Written task ::
Copy out each line of the rows below that contains the string "photo". Case counts, so uppercase and lowercase letters must match.

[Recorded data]

○ ○ ○ ○ ○ ○ ○

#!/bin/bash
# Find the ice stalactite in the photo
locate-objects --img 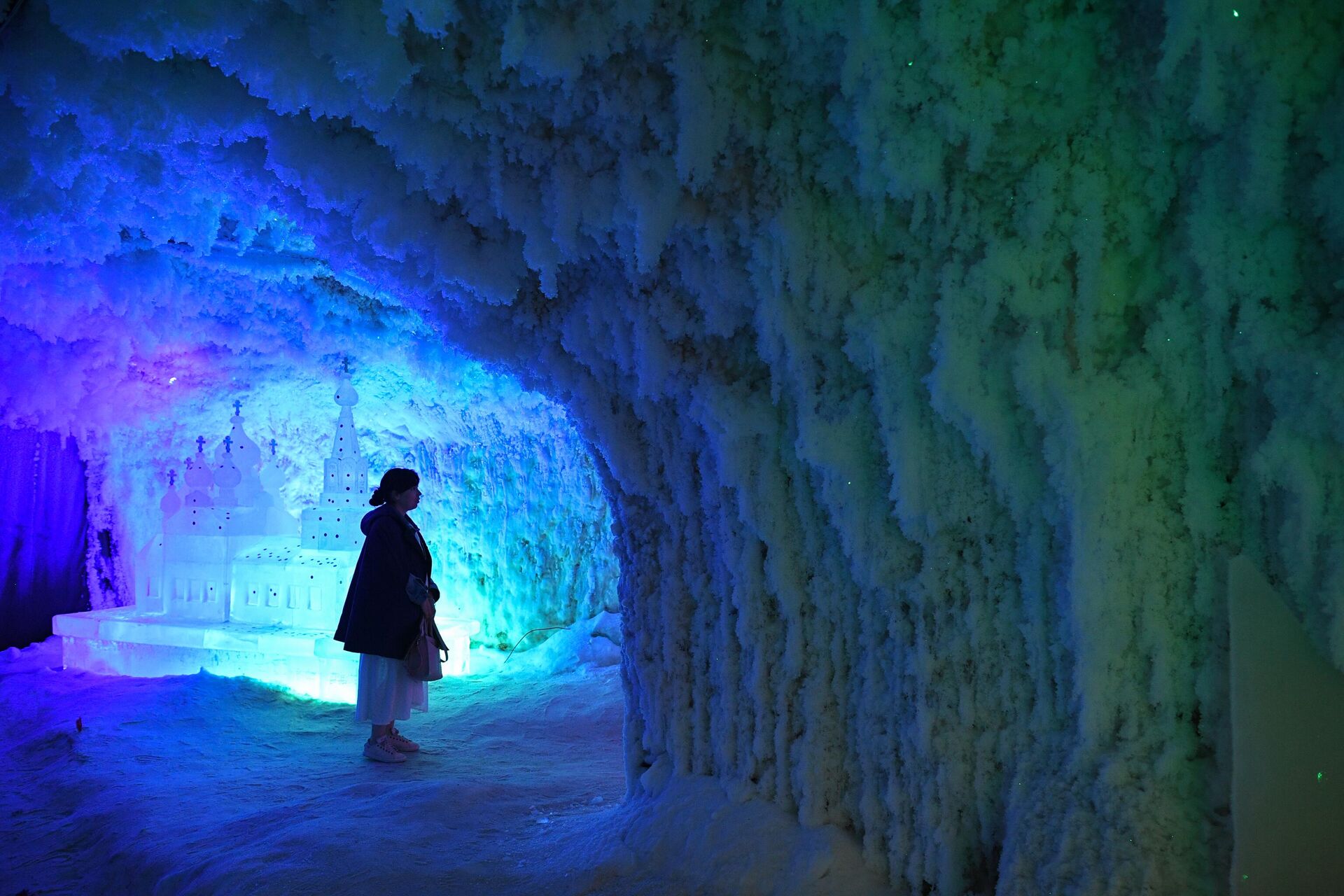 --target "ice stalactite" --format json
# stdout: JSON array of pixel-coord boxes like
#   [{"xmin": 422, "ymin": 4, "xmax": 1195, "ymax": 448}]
[{"xmin": 0, "ymin": 0, "xmax": 1344, "ymax": 893}]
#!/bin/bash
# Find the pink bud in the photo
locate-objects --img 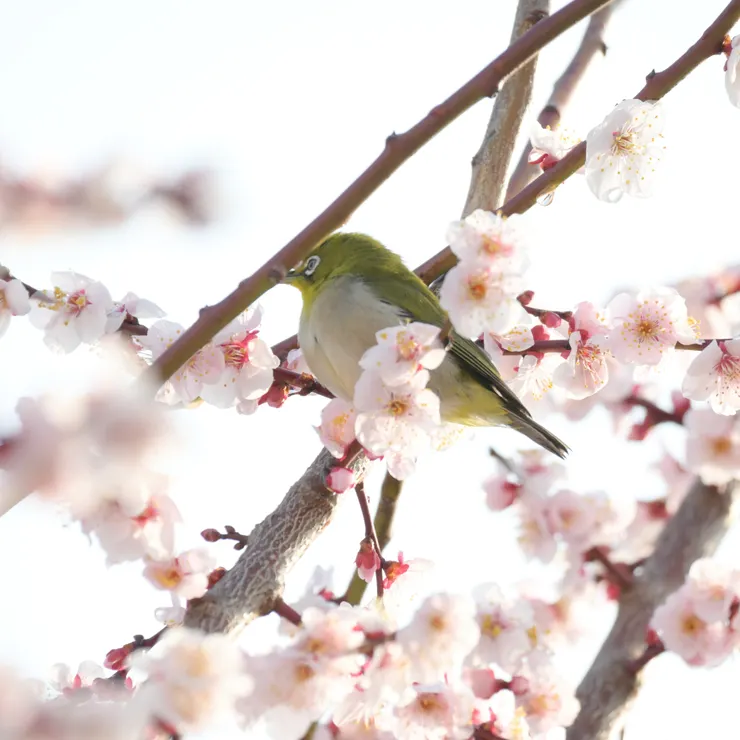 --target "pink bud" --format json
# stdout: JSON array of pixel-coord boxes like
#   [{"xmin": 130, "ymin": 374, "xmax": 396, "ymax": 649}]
[
  {"xmin": 326, "ymin": 468, "xmax": 356, "ymax": 493},
  {"xmin": 540, "ymin": 311, "xmax": 563, "ymax": 329},
  {"xmin": 517, "ymin": 290, "xmax": 534, "ymax": 306},
  {"xmin": 200, "ymin": 529, "xmax": 221, "ymax": 542},
  {"xmin": 509, "ymin": 676, "xmax": 529, "ymax": 696}
]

○ ○ ○ ○ ○ ○ ○

Solution to the exercise ::
# Find the ice stalactite in the photo
# Find the pink bud in the photo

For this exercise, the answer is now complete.